Organized crime and corruption
Federal presidential republic
President Andres Manuel Lopez Obrador
In Mexico, criminal groups struggle for territorial control. Christians are perceived (and rightly so) to be against criminal operations and violence, and are therefore at constant risk of being targeted for elimination. In rural indigenous communities, anyone who turns from traditional religious beliefs can face rejection and punishment in the form of fines, imprisonment, and forced displacement. As Christians hold fast to traditional, biblical views on issues such as abortion, same-sex marriage, parental rights and religious liberty, they become less tolerated in the public square. Non-discrimination laws mean that any links between Christian faith and politics are placed under very strict legal scrutiny.
When Pastor Imeldo returned from a few years living in the U.S., he was welcomed by his home village. He created a Bible study that grew to need a church building, which he built on family land. But when Christians came into town to meet at the church, officials closed it down and arrested Pastor Imeldo. After two days, the town’s assembly ordered him to leave. He recalls someone telling him that day: “Imeldo, you have to understand that we want to preserve our customs, we don’t want what you bring because then our traditions will disappear.”
Mexican criminals were able to take advantage of the socio-political instability surrounding the COVID-19 crisis to reinforce and increase their territorial dominance, generating greater vulnerability (and increased violence) for Christians. The COVID-19 context also encouraged the indigenous community authorities to act more harshly against those Christians refusing to adhere to traditional customs. Additionally, it’s becoming more difficult for Christians to find a chance to express their viewpoints in the public square.
Criminal networks that have spread throughout Mexico act as drivers of persecution wherever the church is perceived as a threat to their interests. Mexico’s southern states are the main areas for clan oppression, violating the rights of Christians inside indigenous communities. Church buildings have been vandalized by those who have a radical commitment to secularism and are opposed to any Christian values.
Open Doors is engaged in research and communication to raise awareness about the persecuted church in Mexico and to help the church cope with persecution. We also encourage advocacy to help address root causes of persecution at the local, federal and regional levels, as well as raise prayer support from the worldwide Church for persecuted believers. Finally, we develop training to help the Mexican church be aware of and respond biblically to persecution.

*SUPPLIED DATA:*
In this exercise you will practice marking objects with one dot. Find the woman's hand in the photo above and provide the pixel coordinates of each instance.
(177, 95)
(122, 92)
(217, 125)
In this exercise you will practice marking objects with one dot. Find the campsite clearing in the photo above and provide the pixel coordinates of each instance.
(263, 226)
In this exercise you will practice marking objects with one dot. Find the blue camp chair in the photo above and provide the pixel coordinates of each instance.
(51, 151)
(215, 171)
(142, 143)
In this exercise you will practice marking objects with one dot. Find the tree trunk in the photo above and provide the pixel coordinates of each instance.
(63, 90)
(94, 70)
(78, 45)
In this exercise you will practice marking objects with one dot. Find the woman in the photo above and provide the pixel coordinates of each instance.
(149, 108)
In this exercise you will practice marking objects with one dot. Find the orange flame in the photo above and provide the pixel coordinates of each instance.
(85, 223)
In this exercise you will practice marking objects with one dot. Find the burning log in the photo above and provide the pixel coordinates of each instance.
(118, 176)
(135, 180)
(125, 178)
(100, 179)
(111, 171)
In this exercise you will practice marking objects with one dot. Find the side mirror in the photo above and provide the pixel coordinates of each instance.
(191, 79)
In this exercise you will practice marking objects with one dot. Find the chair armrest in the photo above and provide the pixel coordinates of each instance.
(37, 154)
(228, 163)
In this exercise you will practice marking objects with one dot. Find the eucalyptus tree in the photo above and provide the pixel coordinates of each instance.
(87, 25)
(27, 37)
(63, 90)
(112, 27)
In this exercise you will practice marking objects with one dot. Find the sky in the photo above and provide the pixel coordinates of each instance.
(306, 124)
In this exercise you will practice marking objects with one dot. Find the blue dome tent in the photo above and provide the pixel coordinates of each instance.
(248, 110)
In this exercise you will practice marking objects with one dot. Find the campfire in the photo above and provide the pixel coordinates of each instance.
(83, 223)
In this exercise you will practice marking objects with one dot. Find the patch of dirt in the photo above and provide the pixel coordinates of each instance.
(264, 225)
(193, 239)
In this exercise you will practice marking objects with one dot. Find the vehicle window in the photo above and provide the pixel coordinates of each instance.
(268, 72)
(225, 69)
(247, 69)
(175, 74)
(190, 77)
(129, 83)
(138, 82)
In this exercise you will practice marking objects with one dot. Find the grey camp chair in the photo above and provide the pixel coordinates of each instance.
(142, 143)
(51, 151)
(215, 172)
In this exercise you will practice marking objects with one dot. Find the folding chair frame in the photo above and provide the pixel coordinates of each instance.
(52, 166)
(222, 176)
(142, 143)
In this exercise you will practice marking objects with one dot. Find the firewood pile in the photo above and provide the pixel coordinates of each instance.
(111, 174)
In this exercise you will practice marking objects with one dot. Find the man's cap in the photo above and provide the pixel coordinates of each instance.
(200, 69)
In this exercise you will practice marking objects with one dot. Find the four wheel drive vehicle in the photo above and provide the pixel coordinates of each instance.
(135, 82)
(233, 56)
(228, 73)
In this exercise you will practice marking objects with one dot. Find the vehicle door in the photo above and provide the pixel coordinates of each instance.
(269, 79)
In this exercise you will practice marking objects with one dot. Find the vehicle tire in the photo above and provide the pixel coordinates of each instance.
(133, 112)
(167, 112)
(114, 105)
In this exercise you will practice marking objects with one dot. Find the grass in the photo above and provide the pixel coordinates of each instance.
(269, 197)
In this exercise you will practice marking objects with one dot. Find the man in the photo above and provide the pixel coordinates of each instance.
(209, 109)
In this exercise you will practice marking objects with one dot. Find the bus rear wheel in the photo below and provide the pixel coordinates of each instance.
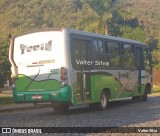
(104, 101)
(60, 107)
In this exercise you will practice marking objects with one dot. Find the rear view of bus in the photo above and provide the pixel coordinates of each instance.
(39, 68)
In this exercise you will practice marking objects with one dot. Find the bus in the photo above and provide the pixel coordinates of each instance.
(68, 67)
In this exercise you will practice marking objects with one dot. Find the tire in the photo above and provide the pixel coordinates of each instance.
(60, 107)
(104, 101)
(144, 97)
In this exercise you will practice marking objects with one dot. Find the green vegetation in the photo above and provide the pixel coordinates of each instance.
(138, 19)
(5, 100)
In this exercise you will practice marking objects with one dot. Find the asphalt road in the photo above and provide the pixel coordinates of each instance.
(126, 113)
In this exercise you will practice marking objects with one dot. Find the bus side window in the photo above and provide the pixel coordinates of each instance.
(147, 61)
(139, 58)
(113, 53)
(129, 60)
(99, 52)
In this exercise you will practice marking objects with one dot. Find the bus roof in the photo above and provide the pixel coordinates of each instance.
(103, 36)
(86, 34)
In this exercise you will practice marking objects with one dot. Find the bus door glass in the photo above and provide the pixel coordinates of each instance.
(140, 66)
(82, 64)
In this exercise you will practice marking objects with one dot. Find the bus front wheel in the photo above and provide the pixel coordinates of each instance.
(60, 107)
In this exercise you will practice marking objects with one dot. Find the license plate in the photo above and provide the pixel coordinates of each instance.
(37, 97)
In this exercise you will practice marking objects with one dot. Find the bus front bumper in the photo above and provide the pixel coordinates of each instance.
(61, 95)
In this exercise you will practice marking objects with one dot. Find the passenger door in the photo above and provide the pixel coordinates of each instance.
(83, 64)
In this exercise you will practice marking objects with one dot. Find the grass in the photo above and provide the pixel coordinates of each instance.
(6, 99)
(156, 88)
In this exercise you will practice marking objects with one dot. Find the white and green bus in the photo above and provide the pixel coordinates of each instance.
(69, 68)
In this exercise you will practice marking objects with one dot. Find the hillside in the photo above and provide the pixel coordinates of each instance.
(136, 19)
(147, 13)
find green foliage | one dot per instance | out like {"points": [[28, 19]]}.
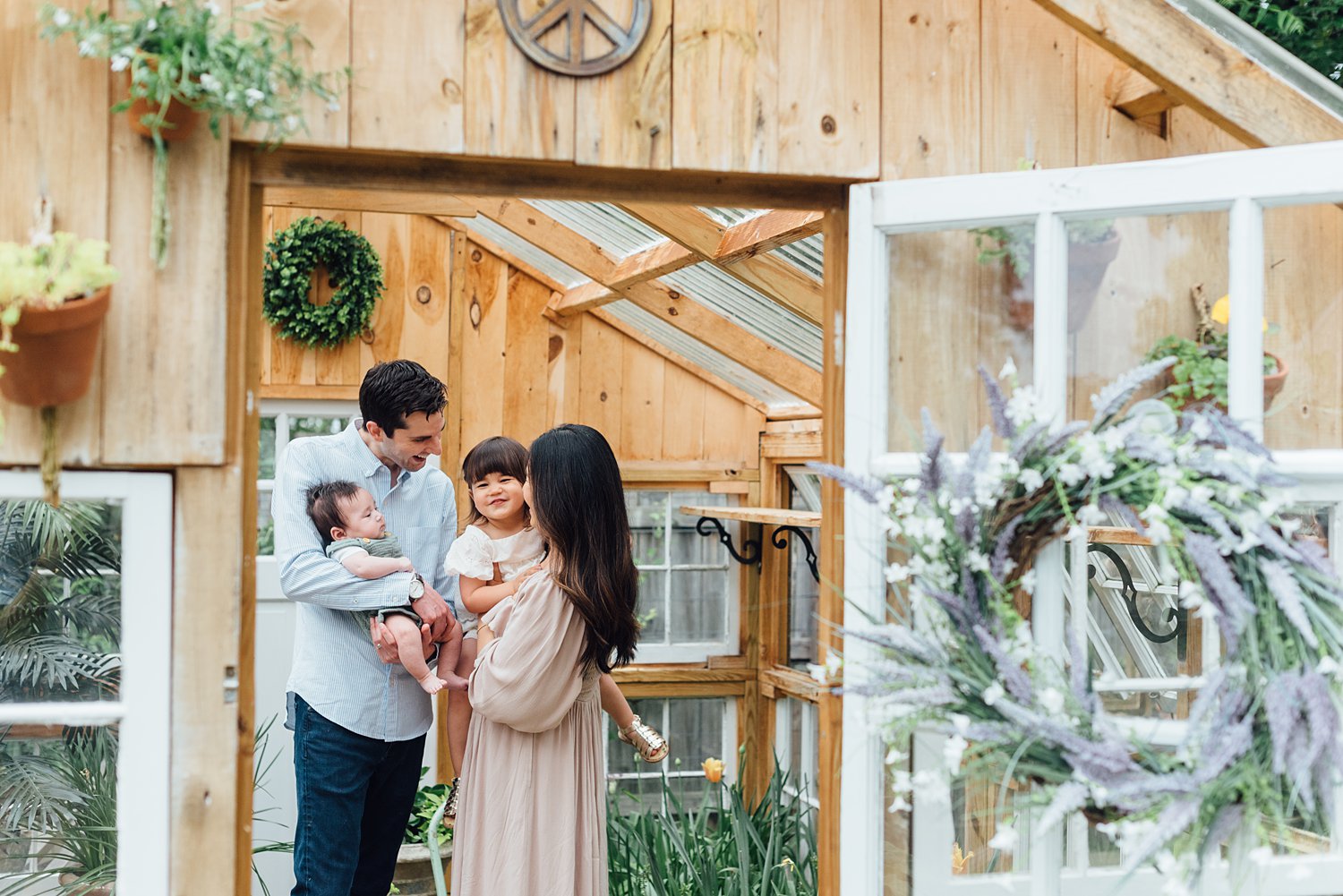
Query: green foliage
{"points": [[1200, 371], [427, 799], [185, 51], [1311, 30], [724, 845], [349, 260]]}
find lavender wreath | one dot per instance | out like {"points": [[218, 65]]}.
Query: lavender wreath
{"points": [[1262, 747]]}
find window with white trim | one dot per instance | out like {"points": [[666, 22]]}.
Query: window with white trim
{"points": [[85, 676], [1108, 260], [688, 584]]}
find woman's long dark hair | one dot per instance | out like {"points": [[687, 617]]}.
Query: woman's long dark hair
{"points": [[579, 509]]}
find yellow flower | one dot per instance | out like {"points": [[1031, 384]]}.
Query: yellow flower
{"points": [[1222, 311]]}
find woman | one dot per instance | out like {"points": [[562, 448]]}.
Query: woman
{"points": [[532, 815]]}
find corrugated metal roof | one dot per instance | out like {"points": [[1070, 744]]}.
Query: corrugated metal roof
{"points": [[698, 354]]}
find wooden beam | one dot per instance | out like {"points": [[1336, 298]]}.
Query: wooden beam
{"points": [[680, 360], [1201, 69], [383, 201], [768, 274], [739, 243], [655, 297]]}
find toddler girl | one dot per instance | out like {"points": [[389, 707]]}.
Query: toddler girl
{"points": [[496, 552], [356, 536]]}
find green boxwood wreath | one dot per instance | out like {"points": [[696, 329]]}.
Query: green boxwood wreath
{"points": [[290, 258]]}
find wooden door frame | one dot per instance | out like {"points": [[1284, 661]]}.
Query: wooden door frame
{"points": [[319, 169]]}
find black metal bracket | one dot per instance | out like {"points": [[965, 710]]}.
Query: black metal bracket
{"points": [[1176, 616], [749, 554], [751, 547]]}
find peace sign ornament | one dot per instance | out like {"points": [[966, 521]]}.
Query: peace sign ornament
{"points": [[577, 16]]}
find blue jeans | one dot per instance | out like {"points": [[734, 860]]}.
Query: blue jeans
{"points": [[355, 796]]}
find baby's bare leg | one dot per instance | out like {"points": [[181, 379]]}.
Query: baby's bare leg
{"points": [[449, 654], [411, 651]]}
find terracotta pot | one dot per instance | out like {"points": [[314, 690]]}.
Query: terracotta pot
{"points": [[415, 872], [1272, 384], [179, 121], [1087, 266], [56, 346]]}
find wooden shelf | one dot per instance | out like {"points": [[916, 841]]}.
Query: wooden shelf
{"points": [[770, 516]]}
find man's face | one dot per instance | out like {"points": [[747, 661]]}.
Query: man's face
{"points": [[410, 446]]}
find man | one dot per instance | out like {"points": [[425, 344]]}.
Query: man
{"points": [[359, 723]]}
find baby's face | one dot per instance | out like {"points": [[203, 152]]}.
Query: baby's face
{"points": [[363, 519]]}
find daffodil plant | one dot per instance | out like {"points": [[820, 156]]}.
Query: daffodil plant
{"points": [[187, 51]]}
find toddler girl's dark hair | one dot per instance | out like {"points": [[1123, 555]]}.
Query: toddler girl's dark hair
{"points": [[496, 455], [324, 506]]}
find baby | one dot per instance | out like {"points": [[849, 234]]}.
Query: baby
{"points": [[356, 535]]}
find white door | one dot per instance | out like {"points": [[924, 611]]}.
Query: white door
{"points": [[1074, 274], [85, 681]]}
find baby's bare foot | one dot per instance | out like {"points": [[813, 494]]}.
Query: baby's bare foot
{"points": [[432, 684]]}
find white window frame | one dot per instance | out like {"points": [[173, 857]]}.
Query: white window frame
{"points": [[142, 705], [692, 651], [1241, 183]]}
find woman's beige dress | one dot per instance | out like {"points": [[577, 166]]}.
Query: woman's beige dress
{"points": [[531, 818]]}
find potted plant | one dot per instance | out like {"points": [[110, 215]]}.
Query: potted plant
{"points": [[414, 866], [1092, 244], [54, 294], [1201, 363], [185, 59]]}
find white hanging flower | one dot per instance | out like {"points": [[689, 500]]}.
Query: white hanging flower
{"points": [[953, 753], [1005, 839]]}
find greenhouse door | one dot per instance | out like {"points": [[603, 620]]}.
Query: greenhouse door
{"points": [[85, 683], [1074, 276]]}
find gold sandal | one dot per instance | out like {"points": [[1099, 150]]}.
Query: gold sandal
{"points": [[645, 739]]}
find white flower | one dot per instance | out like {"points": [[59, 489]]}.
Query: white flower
{"points": [[953, 751], [1005, 839], [993, 694]]}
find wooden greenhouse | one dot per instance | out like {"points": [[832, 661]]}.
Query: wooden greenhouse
{"points": [[757, 243]]}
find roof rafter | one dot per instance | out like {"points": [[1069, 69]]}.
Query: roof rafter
{"points": [[1201, 69], [655, 297], [740, 252], [767, 274]]}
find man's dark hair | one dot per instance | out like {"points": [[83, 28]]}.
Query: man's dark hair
{"points": [[324, 506], [394, 389]]}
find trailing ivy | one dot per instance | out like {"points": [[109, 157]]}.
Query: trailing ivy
{"points": [[1311, 30], [349, 260]]}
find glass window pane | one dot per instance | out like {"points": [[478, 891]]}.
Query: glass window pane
{"points": [[64, 818], [652, 606], [1303, 311], [698, 605], [266, 471], [647, 514], [955, 305], [1133, 285], [59, 601]]}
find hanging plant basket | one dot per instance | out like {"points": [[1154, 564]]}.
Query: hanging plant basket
{"points": [[349, 260], [56, 348]]}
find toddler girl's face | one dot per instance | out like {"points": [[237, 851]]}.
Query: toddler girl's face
{"points": [[363, 519], [499, 498]]}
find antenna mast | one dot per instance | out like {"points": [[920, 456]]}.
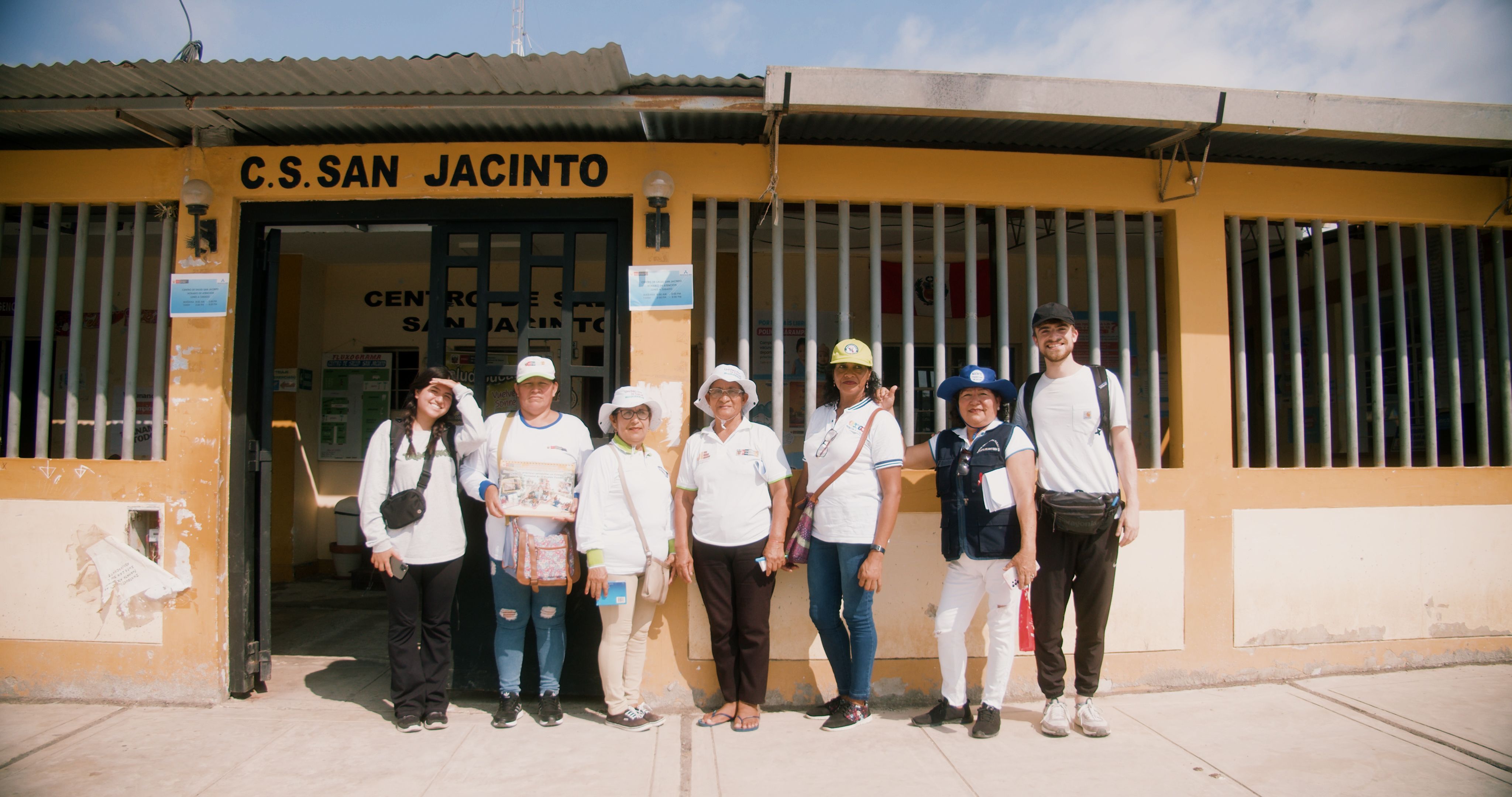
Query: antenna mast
{"points": [[518, 29]]}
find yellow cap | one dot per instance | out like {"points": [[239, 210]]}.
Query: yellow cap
{"points": [[852, 351]]}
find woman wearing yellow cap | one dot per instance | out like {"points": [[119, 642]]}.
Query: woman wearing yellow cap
{"points": [[853, 462]]}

*INSTRUCTIONS:*
A. Update the text on Mexico from "Organized crime and" to "strict legal scrutiny.", changing "territorial control" to "regional control".
B. According to the text on Mexico, which areas are the main ones for clan oppression?
The records play no part in what is asked here.

*SOLUTIONS BY TASK:*
A.
Organized crime and corruption
Federal presidential republic
President Andres Manuel Lopez Obrador
In Mexico, criminal groups struggle for regional control. Christians are perceived (and rightly so) to be against criminal operations and violence, and are therefore at constant risk of being targeted for elimination. In rural indigenous communities, anyone who turns from traditional religious beliefs can face rejection and punishment in the form of fines, imprisonment, and forced displacement. As Christians hold fast to traditional, biblical views on issues such as abortion, same-sex marriage, parental rights and religious liberty, they become less tolerated in the public square. Non-discrimination laws mean that any links between Christian faith and politics are placed under very strict legal scrutiny.

B. Mexico's southern states.